Restate the full set of records exactly, without adding or dropping a word.

Records provided:
┏━━
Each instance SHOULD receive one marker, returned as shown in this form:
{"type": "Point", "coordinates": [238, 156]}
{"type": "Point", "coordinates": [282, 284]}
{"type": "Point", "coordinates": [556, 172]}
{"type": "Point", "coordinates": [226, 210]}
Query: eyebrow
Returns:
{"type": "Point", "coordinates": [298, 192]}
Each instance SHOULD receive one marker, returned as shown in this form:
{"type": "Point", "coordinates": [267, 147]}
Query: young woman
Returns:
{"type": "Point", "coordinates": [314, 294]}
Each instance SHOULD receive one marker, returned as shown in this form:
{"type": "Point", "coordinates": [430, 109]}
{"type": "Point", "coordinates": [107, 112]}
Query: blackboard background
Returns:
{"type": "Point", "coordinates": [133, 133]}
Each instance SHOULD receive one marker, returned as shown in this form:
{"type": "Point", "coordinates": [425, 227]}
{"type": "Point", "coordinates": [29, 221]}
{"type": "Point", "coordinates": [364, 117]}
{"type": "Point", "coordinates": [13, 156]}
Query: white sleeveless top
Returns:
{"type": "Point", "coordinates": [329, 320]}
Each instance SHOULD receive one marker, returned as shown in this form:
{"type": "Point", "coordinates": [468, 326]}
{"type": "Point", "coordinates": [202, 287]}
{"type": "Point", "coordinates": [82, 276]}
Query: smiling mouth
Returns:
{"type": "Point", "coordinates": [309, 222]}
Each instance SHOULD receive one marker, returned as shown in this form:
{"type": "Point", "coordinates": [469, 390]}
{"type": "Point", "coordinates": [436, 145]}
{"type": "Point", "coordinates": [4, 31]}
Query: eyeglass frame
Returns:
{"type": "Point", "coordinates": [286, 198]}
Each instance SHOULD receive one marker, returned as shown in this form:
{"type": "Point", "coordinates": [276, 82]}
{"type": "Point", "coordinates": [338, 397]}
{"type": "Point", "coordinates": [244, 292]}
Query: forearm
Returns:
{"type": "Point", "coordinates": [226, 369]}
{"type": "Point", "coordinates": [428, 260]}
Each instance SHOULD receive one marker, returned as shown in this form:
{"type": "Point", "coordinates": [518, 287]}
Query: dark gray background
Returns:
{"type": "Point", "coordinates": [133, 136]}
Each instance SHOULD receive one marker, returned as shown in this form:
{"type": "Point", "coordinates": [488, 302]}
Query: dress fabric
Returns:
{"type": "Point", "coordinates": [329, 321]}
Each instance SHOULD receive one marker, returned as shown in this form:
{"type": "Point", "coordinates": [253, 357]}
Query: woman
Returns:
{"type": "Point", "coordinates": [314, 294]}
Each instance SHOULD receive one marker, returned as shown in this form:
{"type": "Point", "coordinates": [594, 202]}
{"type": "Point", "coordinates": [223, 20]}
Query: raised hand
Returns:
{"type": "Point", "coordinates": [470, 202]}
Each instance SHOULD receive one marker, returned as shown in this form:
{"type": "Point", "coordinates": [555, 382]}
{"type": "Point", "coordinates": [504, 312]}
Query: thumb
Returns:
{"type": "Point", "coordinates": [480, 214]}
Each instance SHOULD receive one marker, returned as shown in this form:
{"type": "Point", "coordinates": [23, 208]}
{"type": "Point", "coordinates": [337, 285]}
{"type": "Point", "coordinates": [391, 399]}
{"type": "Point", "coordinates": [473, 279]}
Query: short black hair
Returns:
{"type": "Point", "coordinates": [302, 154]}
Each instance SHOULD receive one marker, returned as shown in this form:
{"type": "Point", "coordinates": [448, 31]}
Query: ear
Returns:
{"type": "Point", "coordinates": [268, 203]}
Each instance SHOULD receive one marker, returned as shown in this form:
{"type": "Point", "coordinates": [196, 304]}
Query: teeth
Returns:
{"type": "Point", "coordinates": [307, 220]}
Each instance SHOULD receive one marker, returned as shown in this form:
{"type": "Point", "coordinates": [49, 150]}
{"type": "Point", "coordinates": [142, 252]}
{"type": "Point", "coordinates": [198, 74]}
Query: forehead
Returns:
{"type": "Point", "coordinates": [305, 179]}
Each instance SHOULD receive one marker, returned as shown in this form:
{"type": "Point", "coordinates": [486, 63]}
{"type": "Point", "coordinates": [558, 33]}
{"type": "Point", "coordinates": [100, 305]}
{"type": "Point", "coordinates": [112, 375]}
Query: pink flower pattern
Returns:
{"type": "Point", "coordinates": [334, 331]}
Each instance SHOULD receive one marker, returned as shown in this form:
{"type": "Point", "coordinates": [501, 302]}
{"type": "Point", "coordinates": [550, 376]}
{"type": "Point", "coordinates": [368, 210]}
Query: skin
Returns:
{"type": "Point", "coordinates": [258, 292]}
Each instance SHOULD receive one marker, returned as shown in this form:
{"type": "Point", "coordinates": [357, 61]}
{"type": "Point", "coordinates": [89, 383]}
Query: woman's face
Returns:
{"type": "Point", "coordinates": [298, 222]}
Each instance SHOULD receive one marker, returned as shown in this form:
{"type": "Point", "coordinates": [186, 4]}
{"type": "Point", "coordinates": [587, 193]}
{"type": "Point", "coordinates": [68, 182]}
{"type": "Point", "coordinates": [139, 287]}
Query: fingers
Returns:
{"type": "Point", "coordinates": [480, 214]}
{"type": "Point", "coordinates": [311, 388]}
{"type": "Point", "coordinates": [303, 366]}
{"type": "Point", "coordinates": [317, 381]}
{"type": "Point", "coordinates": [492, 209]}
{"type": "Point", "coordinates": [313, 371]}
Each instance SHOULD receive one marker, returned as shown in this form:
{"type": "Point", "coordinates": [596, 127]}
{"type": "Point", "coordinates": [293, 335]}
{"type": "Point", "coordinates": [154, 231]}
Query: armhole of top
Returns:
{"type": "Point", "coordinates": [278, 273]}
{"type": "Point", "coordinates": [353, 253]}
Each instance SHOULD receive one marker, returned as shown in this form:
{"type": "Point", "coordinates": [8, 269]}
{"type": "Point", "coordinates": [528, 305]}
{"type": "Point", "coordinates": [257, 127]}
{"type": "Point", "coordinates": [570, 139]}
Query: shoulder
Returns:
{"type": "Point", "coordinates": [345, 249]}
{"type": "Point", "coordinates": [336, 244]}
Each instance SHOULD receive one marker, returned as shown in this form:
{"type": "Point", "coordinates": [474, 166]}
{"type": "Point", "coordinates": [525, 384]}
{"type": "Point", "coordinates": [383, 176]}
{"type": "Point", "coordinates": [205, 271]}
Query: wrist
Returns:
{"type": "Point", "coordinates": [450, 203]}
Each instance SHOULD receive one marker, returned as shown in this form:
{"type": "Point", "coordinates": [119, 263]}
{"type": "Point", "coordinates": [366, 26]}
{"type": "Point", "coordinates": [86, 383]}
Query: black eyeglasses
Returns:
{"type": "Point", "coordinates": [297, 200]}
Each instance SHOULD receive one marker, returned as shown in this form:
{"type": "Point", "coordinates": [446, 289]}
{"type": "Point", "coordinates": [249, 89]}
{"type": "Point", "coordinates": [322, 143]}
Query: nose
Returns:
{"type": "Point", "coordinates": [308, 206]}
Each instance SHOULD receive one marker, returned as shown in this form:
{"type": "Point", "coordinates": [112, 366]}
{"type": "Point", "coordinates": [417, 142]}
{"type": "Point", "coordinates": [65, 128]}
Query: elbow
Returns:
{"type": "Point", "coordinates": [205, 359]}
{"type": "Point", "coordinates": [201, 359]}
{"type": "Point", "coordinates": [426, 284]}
┗━━
Reply:
Each instance SHOULD receive one marker, returned as shown in this form:
{"type": "Point", "coordinates": [238, 156]}
{"type": "Point", "coordinates": [282, 284]}
{"type": "Point", "coordinates": [556, 172]}
{"type": "Point", "coordinates": [226, 210]}
Query: eyebrow
Returns:
{"type": "Point", "coordinates": [298, 192]}
Each instance SHOULD receive one marker, returned as shown in this form:
{"type": "Point", "coordinates": [267, 147]}
Query: young woman
Returns:
{"type": "Point", "coordinates": [314, 294]}
Each instance SHOULD receive one marker, returned as shown in this form:
{"type": "Point", "coordinates": [430, 109]}
{"type": "Point", "coordinates": [107, 112]}
Query: blackboard background
Returns:
{"type": "Point", "coordinates": [133, 133]}
Each instance SHOULD receive one marker, returned as shown in this form:
{"type": "Point", "coordinates": [425, 227]}
{"type": "Point", "coordinates": [29, 221]}
{"type": "Point", "coordinates": [364, 117]}
{"type": "Point", "coordinates": [13, 156]}
Query: white sleeveless top
Returns:
{"type": "Point", "coordinates": [329, 320]}
Each instance SHOULD receive one marker, returned as shown in this form:
{"type": "Point", "coordinates": [468, 326]}
{"type": "Point", "coordinates": [202, 287]}
{"type": "Point", "coordinates": [82, 276]}
Query: smiling mouth
Returns:
{"type": "Point", "coordinates": [309, 222]}
Each instance SHOULD receive one marker, returned as shown in this form:
{"type": "Point", "coordinates": [469, 390]}
{"type": "Point", "coordinates": [436, 145]}
{"type": "Point", "coordinates": [4, 31]}
Query: eyeglass frame
Returns:
{"type": "Point", "coordinates": [286, 198]}
Each instance SHOULD receive one marker, returned as shown in this form:
{"type": "Point", "coordinates": [276, 82]}
{"type": "Point", "coordinates": [338, 397]}
{"type": "Point", "coordinates": [244, 292]}
Query: forearm
Returns:
{"type": "Point", "coordinates": [226, 369]}
{"type": "Point", "coordinates": [428, 260]}
Each instance SHOULD receive one marker, returned as shown in this form:
{"type": "Point", "coordinates": [518, 287]}
Query: dark gray background
Returns:
{"type": "Point", "coordinates": [133, 136]}
Each instance SHOULD receive one marker, returned as shown in this form:
{"type": "Point", "coordinates": [488, 302]}
Query: dress fabric
Returns:
{"type": "Point", "coordinates": [329, 321]}
Each instance SHOULD receive one marker, returned as shown in this form:
{"type": "Point", "coordinates": [253, 357]}
Query: woman
Returns:
{"type": "Point", "coordinates": [314, 294]}
Each instance SHOULD receive one marker, returned as shown in this form:
{"type": "Point", "coordinates": [594, 202]}
{"type": "Point", "coordinates": [223, 20]}
Query: raised hand
Returns:
{"type": "Point", "coordinates": [470, 202]}
Each instance SHOULD receive one marker, returned as shown in this form:
{"type": "Point", "coordinates": [555, 382]}
{"type": "Point", "coordinates": [504, 312]}
Query: thumb
Returns:
{"type": "Point", "coordinates": [480, 214]}
Each instance SHOULD receive one marker, returned as shown in this form:
{"type": "Point", "coordinates": [23, 208]}
{"type": "Point", "coordinates": [337, 285]}
{"type": "Point", "coordinates": [391, 399]}
{"type": "Point", "coordinates": [473, 279]}
Query: short black hair
Returns:
{"type": "Point", "coordinates": [302, 154]}
Each instance SHOULD receive one marker, returned as shown in this form:
{"type": "Point", "coordinates": [448, 31]}
Query: ear
Returns:
{"type": "Point", "coordinates": [268, 203]}
Each instance SHOULD receive one marker, returned as shown in this form:
{"type": "Point", "coordinates": [196, 304]}
Query: teeth
Returns:
{"type": "Point", "coordinates": [307, 220]}
Each instance SHOULD receive one marker, returned as shown in this form:
{"type": "Point", "coordinates": [49, 150]}
{"type": "Point", "coordinates": [142, 252]}
{"type": "Point", "coordinates": [198, 74]}
Query: forehead
Returns:
{"type": "Point", "coordinates": [305, 179]}
Each instance SHOULD receive one marker, returned as shown in this form:
{"type": "Point", "coordinates": [486, 63]}
{"type": "Point", "coordinates": [558, 33]}
{"type": "Point", "coordinates": [100, 305]}
{"type": "Point", "coordinates": [112, 375]}
Query: pink flower pattern
Returns:
{"type": "Point", "coordinates": [334, 331]}
Each instance SHOULD receive one marker, returned as shown in this form:
{"type": "Point", "coordinates": [501, 302]}
{"type": "Point", "coordinates": [550, 376]}
{"type": "Point", "coordinates": [368, 210]}
Query: skin
Returns:
{"type": "Point", "coordinates": [258, 292]}
Each instance SHOULD receive one marker, returned as shown in this form:
{"type": "Point", "coordinates": [357, 61]}
{"type": "Point", "coordinates": [89, 383]}
Query: woman's face
Returns:
{"type": "Point", "coordinates": [298, 222]}
Each instance SHOULD receive one marker, returned as shown in this form:
{"type": "Point", "coordinates": [186, 4]}
{"type": "Point", "coordinates": [587, 193]}
{"type": "Point", "coordinates": [68, 182]}
{"type": "Point", "coordinates": [139, 287]}
Query: fingers
Returns:
{"type": "Point", "coordinates": [480, 214]}
{"type": "Point", "coordinates": [311, 388]}
{"type": "Point", "coordinates": [303, 366]}
{"type": "Point", "coordinates": [317, 381]}
{"type": "Point", "coordinates": [492, 209]}
{"type": "Point", "coordinates": [313, 371]}
Each instance SHOULD receive one marker, returned as shown in this form:
{"type": "Point", "coordinates": [596, 127]}
{"type": "Point", "coordinates": [293, 335]}
{"type": "Point", "coordinates": [154, 231]}
Query: armhole of top
Returns:
{"type": "Point", "coordinates": [278, 273]}
{"type": "Point", "coordinates": [353, 253]}
Each instance SHOULD receive one marker, returned as shown in this form:
{"type": "Point", "coordinates": [8, 269]}
{"type": "Point", "coordinates": [528, 305]}
{"type": "Point", "coordinates": [257, 127]}
{"type": "Point", "coordinates": [570, 139]}
Query: shoulder
Returns:
{"type": "Point", "coordinates": [345, 249]}
{"type": "Point", "coordinates": [336, 244]}
Each instance SHOULD receive one marker, returned as shown in this form:
{"type": "Point", "coordinates": [474, 166]}
{"type": "Point", "coordinates": [525, 384]}
{"type": "Point", "coordinates": [383, 176]}
{"type": "Point", "coordinates": [205, 271]}
Query: wrist
Returns:
{"type": "Point", "coordinates": [450, 203]}
Each instance SHOULD receive one marker, returned as shown in this form:
{"type": "Point", "coordinates": [119, 263]}
{"type": "Point", "coordinates": [366, 26]}
{"type": "Point", "coordinates": [86, 383]}
Query: black eyeglasses
Returns:
{"type": "Point", "coordinates": [297, 200]}
Each instance SHOULD receive one marker, returned as shown in this form:
{"type": "Point", "coordinates": [446, 289]}
{"type": "Point", "coordinates": [249, 89]}
{"type": "Point", "coordinates": [322, 143]}
Query: nose
Returns:
{"type": "Point", "coordinates": [308, 206]}
Each instance SHOULD receive one marker, returned as shown in this form:
{"type": "Point", "coordinates": [112, 366]}
{"type": "Point", "coordinates": [417, 142]}
{"type": "Point", "coordinates": [65, 128]}
Query: elbow
Returns:
{"type": "Point", "coordinates": [205, 359]}
{"type": "Point", "coordinates": [201, 359]}
{"type": "Point", "coordinates": [426, 284]}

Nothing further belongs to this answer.